Aim of the task: Having read the records, set them all down exactly as they appear.
[[ Records supplied, beginning ]]
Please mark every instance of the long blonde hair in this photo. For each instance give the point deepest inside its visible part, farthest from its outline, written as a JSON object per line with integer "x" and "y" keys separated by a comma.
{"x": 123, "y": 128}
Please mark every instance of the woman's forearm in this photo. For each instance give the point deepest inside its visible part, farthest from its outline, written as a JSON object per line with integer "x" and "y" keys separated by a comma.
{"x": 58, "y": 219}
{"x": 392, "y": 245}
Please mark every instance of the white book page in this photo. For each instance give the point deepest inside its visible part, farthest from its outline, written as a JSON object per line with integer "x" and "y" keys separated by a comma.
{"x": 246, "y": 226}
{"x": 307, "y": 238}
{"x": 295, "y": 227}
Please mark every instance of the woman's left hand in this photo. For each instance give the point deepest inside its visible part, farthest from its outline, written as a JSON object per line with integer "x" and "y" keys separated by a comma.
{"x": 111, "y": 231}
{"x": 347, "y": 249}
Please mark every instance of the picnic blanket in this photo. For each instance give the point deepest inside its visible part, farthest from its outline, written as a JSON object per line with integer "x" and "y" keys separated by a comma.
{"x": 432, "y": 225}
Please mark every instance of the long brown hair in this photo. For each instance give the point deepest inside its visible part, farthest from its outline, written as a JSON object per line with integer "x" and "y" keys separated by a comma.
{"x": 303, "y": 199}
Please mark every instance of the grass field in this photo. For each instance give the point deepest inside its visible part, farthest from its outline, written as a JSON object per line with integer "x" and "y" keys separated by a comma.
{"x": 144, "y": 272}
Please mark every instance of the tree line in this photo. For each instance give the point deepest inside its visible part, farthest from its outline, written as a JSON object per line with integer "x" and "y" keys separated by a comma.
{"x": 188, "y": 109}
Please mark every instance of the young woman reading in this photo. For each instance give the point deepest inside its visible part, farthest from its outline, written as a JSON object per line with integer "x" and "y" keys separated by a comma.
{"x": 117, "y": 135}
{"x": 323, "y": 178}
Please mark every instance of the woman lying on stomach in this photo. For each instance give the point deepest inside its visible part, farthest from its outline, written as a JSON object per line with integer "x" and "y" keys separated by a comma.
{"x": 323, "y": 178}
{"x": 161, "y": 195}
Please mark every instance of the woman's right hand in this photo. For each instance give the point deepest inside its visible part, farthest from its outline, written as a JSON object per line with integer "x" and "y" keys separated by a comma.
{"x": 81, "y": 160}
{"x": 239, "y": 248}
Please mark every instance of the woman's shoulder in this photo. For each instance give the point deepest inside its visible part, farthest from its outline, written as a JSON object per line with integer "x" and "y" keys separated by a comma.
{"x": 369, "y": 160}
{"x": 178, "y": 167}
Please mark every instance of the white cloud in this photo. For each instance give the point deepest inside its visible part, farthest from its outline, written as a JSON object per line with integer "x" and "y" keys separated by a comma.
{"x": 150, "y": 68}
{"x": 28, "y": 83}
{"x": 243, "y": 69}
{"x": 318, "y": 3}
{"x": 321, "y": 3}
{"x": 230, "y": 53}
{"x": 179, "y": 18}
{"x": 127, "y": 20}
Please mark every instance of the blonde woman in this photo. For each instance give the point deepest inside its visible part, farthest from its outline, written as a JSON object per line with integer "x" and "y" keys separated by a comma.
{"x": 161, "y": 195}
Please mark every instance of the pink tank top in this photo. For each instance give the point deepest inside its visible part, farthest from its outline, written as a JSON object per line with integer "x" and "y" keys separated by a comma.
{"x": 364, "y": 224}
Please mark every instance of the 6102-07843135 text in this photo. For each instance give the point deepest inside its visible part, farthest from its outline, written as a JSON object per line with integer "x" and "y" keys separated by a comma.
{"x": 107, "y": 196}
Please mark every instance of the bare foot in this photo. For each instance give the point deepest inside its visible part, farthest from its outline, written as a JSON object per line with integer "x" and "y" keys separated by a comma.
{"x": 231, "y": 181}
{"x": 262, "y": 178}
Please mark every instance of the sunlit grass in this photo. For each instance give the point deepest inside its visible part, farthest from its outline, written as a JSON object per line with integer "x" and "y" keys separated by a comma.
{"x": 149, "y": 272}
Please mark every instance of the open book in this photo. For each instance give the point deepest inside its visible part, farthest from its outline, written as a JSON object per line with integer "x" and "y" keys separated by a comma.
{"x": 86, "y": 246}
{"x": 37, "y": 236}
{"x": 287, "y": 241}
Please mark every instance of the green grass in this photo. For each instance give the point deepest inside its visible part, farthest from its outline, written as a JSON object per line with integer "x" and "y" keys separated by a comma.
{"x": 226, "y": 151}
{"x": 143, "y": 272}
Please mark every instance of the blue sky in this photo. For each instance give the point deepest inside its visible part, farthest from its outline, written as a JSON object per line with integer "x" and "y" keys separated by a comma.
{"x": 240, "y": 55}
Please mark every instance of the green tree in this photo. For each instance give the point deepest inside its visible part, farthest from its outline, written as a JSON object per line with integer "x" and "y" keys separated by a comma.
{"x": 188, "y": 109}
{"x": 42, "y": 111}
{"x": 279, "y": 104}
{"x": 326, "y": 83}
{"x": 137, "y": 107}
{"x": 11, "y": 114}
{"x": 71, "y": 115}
[[ Records supplied, end ]]
Written response:
Please mark every instance of the long blonde hair in this photo. For each instance give the point deepest inside its visible part, farthest from its outline, written as a JSON object per line with integer "x" and "y" keys separated by a comma.
{"x": 123, "y": 128}
Please mark every instance of the woman's forearm in this photo. For each instance give the point deepest inside its visible part, farthest from its outline, written as a JSON object per line with integer "x" and "y" keys separated by a comma.
{"x": 58, "y": 219}
{"x": 392, "y": 245}
Please mark every instance of the white book page in this photo. For each instance give the point deepest inside its visible part, farthest from its outline, written as a JSON object per line with integer "x" and "y" keys separated by a comma.
{"x": 246, "y": 226}
{"x": 307, "y": 238}
{"x": 295, "y": 227}
Please mark every instance of the woman's left hand in this photo. For each instance give the point deepest inside its visible part, farthest from its outline, written as a JSON object per line with integer "x" and "y" keys separated by a comma.
{"x": 111, "y": 231}
{"x": 347, "y": 249}
Please mark every instance of the picnic blanket in this photo. For each instance give the point deepest inside its visible part, farthest from its outline, written as a JSON object per line with integer "x" and "y" keys separated by a comma.
{"x": 432, "y": 225}
Please mark every instance of the long brown hair in this photo. For each instance give the point deepest inside its visible part, farthest from its outline, written as a JSON object per line with integer "x" and "y" keys separated by a comma.
{"x": 303, "y": 199}
Please mark every instance of the grass field in this photo. For each instance give the point deepest inside its visible part, farthest from its outline, written as a JSON object per line with integer "x" and "y" keys separated by a comma.
{"x": 144, "y": 272}
Please mark every instance of the tree line in this photo. For each instance give the point deepest inside its visible part, farthest from its outline, written as a JSON object per line with integer "x" and "y" keys separated by a comma.
{"x": 188, "y": 109}
Please mark every instance of the young woman reading in this photo. For each instance give the point deepest inside its visible part, farthest from its outline, written as a JSON object per line with integer "x" and "y" keys separated by a comma.
{"x": 117, "y": 135}
{"x": 323, "y": 178}
Please mark every instance of the woman lying on stomach in this photo. For each instance give the point deepest inside its visible part, farthest from its outline, written as a JSON object per line with integer "x" and "y" keys separated by a comma.
{"x": 323, "y": 178}
{"x": 161, "y": 195}
Please mark every instance of the woman's right hand in this photo. For each instance give the point deepest inside its visible part, farthest from its outline, written as a JSON object per line with integer "x" and "y" keys separated by a comma.
{"x": 81, "y": 160}
{"x": 239, "y": 248}
Please mark every instance of the woman's shoulder in this photo. For each instance give the point deepest inside its visible part, farthest from its outline, written as a JSON object per line with integer "x" and "y" keys separated by a comma.
{"x": 369, "y": 160}
{"x": 178, "y": 167}
Please mark every instance of the white cloud in this photo. For each instance give the point deepest inside its visible part, farthest from its outline, written as a JSON object per line with integer "x" and "y" keys separated by a comma.
{"x": 150, "y": 68}
{"x": 28, "y": 83}
{"x": 243, "y": 69}
{"x": 318, "y": 3}
{"x": 321, "y": 3}
{"x": 230, "y": 53}
{"x": 179, "y": 18}
{"x": 127, "y": 20}
Please mark every instance of the blonde woman in this photo. For each instance give the point deepest inside its visible part, farthest from its outline, written as a JSON object per line with integer "x" and "y" keys separated by a comma.
{"x": 161, "y": 195}
Please mark every instance of the pink tank top in this photo. For each instance give the point deepest inside its visible part, farthest from its outline, written as a JSON object per line with integer "x" and "y" keys separated by a comma.
{"x": 364, "y": 224}
Please mark every instance of the 6102-07843135 text in this photo. For each instance give the point deepest inside its visible part, farthest from its outline, written as a JSON object per line with integer "x" and "y" keys separated by a comma.
{"x": 107, "y": 196}
Please mark every instance of the bare foot in this photo. For each instance give the point deepest inside its visible part, farthest from its outline, written as a JSON object per line with integer "x" and "y" keys separated by a comma.
{"x": 231, "y": 181}
{"x": 262, "y": 178}
Please mark every instance of the sunlit grass in this photo. For each instance give the point deepest inside its visible part, farthest from its outline, written as a JSON object per line with integer "x" and "y" keys separated by a comma.
{"x": 149, "y": 272}
Please mark every instance of the open book in this photo. For each instance give the point deepest inside its visible part, farthest from its outline, written as a JSON object per line with integer "x" and "y" keys separated by a comma.
{"x": 86, "y": 246}
{"x": 37, "y": 236}
{"x": 287, "y": 241}
Please mark every instance of the green grass in this photo. For each instance give the point deepest inside its visible part, farthest from its outline, written as a JSON object per line with integer "x" and "y" keys separated by a comma.
{"x": 226, "y": 151}
{"x": 143, "y": 272}
Please mark every instance of the blue sky in this photo. For each instance give the point deepest inside its visible part, farthest from its outline, written as a JSON object per line with integer "x" and "y" keys separated by a comma.
{"x": 240, "y": 55}
Please mark every instance of the green tree in this photo. For each instance give the point deepest inside its visible part, farthest from its outline, written as a JSON object per line with integer "x" and "y" keys separated by a comma.
{"x": 188, "y": 109}
{"x": 42, "y": 111}
{"x": 279, "y": 104}
{"x": 326, "y": 83}
{"x": 137, "y": 107}
{"x": 11, "y": 114}
{"x": 71, "y": 115}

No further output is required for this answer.